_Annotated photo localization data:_
------------------------------------

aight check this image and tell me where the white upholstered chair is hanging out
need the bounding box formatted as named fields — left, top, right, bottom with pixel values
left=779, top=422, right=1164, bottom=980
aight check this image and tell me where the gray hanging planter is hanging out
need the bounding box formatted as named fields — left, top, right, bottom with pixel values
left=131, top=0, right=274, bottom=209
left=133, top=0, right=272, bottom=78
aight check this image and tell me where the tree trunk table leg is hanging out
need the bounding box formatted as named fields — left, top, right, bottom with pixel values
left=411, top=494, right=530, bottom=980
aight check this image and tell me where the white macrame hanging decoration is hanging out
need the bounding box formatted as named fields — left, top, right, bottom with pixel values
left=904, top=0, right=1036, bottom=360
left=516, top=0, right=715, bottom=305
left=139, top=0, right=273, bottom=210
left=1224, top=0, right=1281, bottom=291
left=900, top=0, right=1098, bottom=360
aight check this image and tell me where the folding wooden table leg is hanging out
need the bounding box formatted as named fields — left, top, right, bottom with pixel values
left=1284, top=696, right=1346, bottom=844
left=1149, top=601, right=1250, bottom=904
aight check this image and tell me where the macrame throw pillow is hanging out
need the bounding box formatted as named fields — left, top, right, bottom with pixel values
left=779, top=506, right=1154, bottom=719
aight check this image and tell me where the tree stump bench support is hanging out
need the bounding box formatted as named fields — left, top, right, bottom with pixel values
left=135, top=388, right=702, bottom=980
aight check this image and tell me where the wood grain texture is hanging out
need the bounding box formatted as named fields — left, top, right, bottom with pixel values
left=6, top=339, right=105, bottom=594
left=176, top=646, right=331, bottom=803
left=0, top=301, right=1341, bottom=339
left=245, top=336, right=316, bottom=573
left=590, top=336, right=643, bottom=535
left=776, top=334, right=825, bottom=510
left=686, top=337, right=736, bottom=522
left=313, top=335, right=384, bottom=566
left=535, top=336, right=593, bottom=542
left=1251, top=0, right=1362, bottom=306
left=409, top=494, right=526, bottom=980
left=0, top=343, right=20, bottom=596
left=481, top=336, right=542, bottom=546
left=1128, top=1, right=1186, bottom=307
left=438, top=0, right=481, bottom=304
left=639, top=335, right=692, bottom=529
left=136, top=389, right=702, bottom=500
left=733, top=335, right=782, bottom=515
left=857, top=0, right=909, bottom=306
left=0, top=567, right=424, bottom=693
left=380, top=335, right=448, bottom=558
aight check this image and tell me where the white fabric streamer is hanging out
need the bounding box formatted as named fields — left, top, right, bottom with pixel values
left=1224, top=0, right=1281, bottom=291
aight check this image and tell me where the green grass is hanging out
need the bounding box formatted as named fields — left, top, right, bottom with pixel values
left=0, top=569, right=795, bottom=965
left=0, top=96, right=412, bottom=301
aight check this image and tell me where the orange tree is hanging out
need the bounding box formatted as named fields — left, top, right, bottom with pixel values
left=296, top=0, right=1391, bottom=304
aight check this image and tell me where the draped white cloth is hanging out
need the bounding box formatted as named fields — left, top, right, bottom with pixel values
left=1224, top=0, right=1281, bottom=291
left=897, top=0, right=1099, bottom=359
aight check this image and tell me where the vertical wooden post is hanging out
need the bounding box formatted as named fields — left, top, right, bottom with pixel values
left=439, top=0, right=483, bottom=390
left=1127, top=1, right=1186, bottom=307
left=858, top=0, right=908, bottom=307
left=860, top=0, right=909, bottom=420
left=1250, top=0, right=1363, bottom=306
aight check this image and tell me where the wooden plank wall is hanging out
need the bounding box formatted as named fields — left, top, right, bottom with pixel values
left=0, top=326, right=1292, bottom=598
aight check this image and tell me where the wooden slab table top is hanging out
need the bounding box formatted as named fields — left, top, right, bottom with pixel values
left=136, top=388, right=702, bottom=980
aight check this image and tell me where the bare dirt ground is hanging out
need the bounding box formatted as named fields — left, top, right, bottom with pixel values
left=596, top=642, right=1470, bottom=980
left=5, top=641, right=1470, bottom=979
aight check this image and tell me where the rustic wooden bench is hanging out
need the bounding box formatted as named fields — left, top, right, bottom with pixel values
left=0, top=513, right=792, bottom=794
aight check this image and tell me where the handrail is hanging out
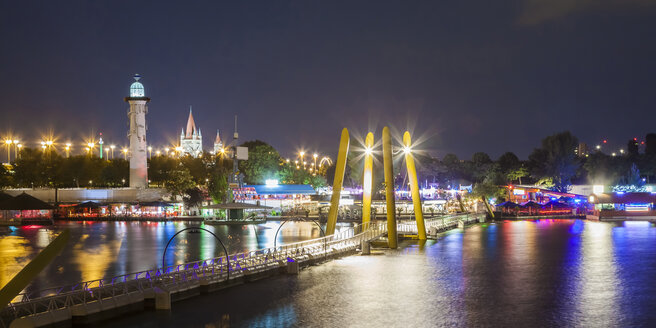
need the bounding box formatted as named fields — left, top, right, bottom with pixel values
left=6, top=221, right=386, bottom=306
left=2, top=215, right=466, bottom=319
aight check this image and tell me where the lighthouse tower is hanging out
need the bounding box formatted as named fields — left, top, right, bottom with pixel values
left=124, top=74, right=149, bottom=188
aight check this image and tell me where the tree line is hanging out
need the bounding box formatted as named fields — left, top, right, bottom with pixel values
left=0, top=140, right=329, bottom=205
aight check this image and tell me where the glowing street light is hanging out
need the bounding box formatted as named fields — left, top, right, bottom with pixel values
left=403, top=146, right=412, bottom=154
left=122, top=148, right=128, bottom=160
left=110, top=144, right=115, bottom=159
left=65, top=143, right=71, bottom=157
left=16, top=144, right=22, bottom=159
left=4, top=139, right=12, bottom=163
left=148, top=146, right=152, bottom=158
left=156, top=150, right=161, bottom=156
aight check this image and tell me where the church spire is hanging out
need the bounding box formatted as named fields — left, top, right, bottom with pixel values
left=185, top=106, right=197, bottom=139
left=215, top=129, right=221, bottom=144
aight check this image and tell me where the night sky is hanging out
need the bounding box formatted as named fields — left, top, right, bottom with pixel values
left=1, top=1, right=655, bottom=159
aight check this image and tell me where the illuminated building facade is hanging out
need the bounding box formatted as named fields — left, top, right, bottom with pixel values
left=213, top=130, right=223, bottom=154
left=180, top=108, right=203, bottom=157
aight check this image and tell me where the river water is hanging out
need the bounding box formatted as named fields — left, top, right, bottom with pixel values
left=0, top=220, right=346, bottom=295
left=3, top=219, right=656, bottom=327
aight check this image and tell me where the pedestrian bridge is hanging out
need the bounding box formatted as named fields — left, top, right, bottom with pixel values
left=0, top=213, right=483, bottom=328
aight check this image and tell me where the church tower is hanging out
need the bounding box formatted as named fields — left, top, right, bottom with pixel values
left=124, top=74, right=149, bottom=188
left=180, top=107, right=203, bottom=157
left=213, top=130, right=223, bottom=154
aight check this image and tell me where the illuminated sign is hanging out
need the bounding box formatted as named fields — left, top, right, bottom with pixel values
left=339, top=198, right=354, bottom=206
left=593, top=185, right=604, bottom=194
left=513, top=189, right=525, bottom=195
left=626, top=204, right=650, bottom=212
left=265, top=179, right=279, bottom=186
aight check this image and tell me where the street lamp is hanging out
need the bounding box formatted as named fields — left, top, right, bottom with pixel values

------------------------------------

_Problem:_
Please return exactly the lines from the opening line of the data above through the line with "aight check this image and tell me where the tree stump", both included and nothing else.

_Solution:_
aight check this image and tell me where the white upholstered chair is hanging out
need the bounding box formatted as named fields — left, top, right, bottom with pixel values
left=779, top=422, right=1164, bottom=980
aight check this image and tell me where the gray hanging planter is hanging out
need the bounding box formatted as named fields — left, top, right, bottom with pixel values
left=131, top=0, right=274, bottom=209
left=133, top=0, right=272, bottom=78
aight check this image and tell me where the tree trunk table leg is hanging out
need the bounding box formatted as named fields — left, top, right, bottom with pixel values
left=411, top=494, right=530, bottom=980
aight check this image and tell me where the white macrame hanging decoration is hanging out
need the bounding box formatted as named fields — left, top, right, bottom with pixel values
left=904, top=0, right=1036, bottom=360
left=516, top=0, right=715, bottom=305
left=139, top=0, right=273, bottom=210
left=1224, top=0, right=1281, bottom=291
left=900, top=0, right=1098, bottom=360
aight check this image and tell me where the folding wooden table leg is hanging out
need the bounding box formatted as named fields — left, top, right, bottom with pixel values
left=1284, top=696, right=1346, bottom=844
left=1149, top=601, right=1250, bottom=904
aight check this image and tell me where the macrame throw pillow is hanging out
need the bounding box formatted as named fields — left, top, right, bottom with pixel values
left=779, top=506, right=1154, bottom=719
aight check this image and tell me where the tree stump bench support is hanging out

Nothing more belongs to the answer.